═════ SOURCE MATERIAL ═════

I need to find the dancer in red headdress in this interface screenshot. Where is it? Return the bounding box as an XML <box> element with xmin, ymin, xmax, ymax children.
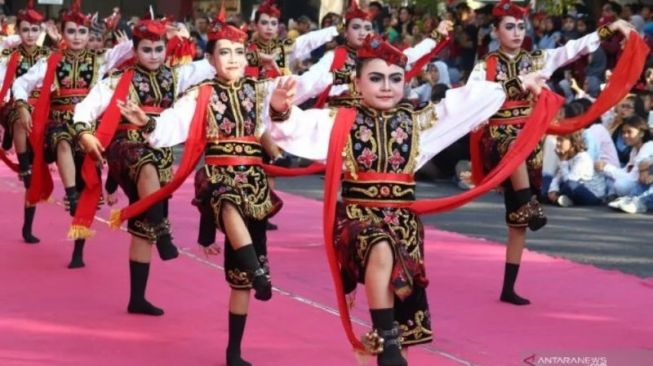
<box><xmin>266</xmin><ymin>33</ymin><xmax>549</xmax><ymax>366</ymax></box>
<box><xmin>468</xmin><ymin>0</ymin><xmax>635</xmax><ymax>305</ymax></box>
<box><xmin>11</xmin><ymin>0</ymin><xmax>134</xmax><ymax>268</ymax></box>
<box><xmin>108</xmin><ymin>5</ymin><xmax>303</xmax><ymax>363</ymax></box>
<box><xmin>245</xmin><ymin>0</ymin><xmax>341</xmax><ymax>79</ymax></box>
<box><xmin>294</xmin><ymin>0</ymin><xmax>451</xmax><ymax>108</ymax></box>
<box><xmin>73</xmin><ymin>10</ymin><xmax>215</xmax><ymax>316</ymax></box>
<box><xmin>0</xmin><ymin>1</ymin><xmax>49</xmax><ymax>244</ymax></box>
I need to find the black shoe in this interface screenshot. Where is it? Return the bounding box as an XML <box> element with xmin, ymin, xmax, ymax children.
<box><xmin>155</xmin><ymin>234</ymin><xmax>179</xmax><ymax>261</ymax></box>
<box><xmin>252</xmin><ymin>268</ymin><xmax>272</xmax><ymax>301</ymax></box>
<box><xmin>226</xmin><ymin>352</ymin><xmax>252</xmax><ymax>366</ymax></box>
<box><xmin>500</xmin><ymin>290</ymin><xmax>531</xmax><ymax>305</ymax></box>
<box><xmin>265</xmin><ymin>221</ymin><xmax>278</xmax><ymax>231</ymax></box>
<box><xmin>377</xmin><ymin>326</ymin><xmax>407</xmax><ymax>366</ymax></box>
<box><xmin>527</xmin><ymin>197</ymin><xmax>547</xmax><ymax>232</ymax></box>
<box><xmin>22</xmin><ymin>227</ymin><xmax>40</xmax><ymax>244</ymax></box>
<box><xmin>67</xmin><ymin>256</ymin><xmax>85</xmax><ymax>269</ymax></box>
<box><xmin>127</xmin><ymin>300</ymin><xmax>164</xmax><ymax>316</ymax></box>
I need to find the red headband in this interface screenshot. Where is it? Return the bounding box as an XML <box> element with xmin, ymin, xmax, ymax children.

═════

**THE TASK**
Apart from the images, the entries above must be returned without alteration.

**RESPONSE TO THIS TASK**
I need to find the dancer in red headdress in this interface screenshot. Where is it? Return the bounding box as an XML <box> element with xmin, ymin, xmax, ymax children.
<box><xmin>266</xmin><ymin>33</ymin><xmax>549</xmax><ymax>366</ymax></box>
<box><xmin>468</xmin><ymin>0</ymin><xmax>635</xmax><ymax>305</ymax></box>
<box><xmin>11</xmin><ymin>0</ymin><xmax>134</xmax><ymax>268</ymax></box>
<box><xmin>108</xmin><ymin>5</ymin><xmax>303</xmax><ymax>363</ymax></box>
<box><xmin>245</xmin><ymin>0</ymin><xmax>341</xmax><ymax>79</ymax></box>
<box><xmin>294</xmin><ymin>0</ymin><xmax>451</xmax><ymax>108</ymax></box>
<box><xmin>73</xmin><ymin>10</ymin><xmax>215</xmax><ymax>316</ymax></box>
<box><xmin>0</xmin><ymin>1</ymin><xmax>49</xmax><ymax>244</ymax></box>
I need to find the black shoe in this interface screenshot. Where is it? Return the bounding box as an XML <box> element with xmin, ymin, xmax, ymax children.
<box><xmin>155</xmin><ymin>234</ymin><xmax>179</xmax><ymax>261</ymax></box>
<box><xmin>252</xmin><ymin>268</ymin><xmax>272</xmax><ymax>301</ymax></box>
<box><xmin>226</xmin><ymin>352</ymin><xmax>252</xmax><ymax>366</ymax></box>
<box><xmin>500</xmin><ymin>290</ymin><xmax>531</xmax><ymax>305</ymax></box>
<box><xmin>265</xmin><ymin>221</ymin><xmax>278</xmax><ymax>231</ymax></box>
<box><xmin>377</xmin><ymin>326</ymin><xmax>407</xmax><ymax>366</ymax></box>
<box><xmin>527</xmin><ymin>197</ymin><xmax>547</xmax><ymax>232</ymax></box>
<box><xmin>22</xmin><ymin>227</ymin><xmax>40</xmax><ymax>244</ymax></box>
<box><xmin>67</xmin><ymin>256</ymin><xmax>85</xmax><ymax>269</ymax></box>
<box><xmin>127</xmin><ymin>300</ymin><xmax>164</xmax><ymax>316</ymax></box>
I need to find the red headband in this interface screenshot. Where is it? Return the bounding box as an XML <box> element with xmin, ymin, xmax, ymax children.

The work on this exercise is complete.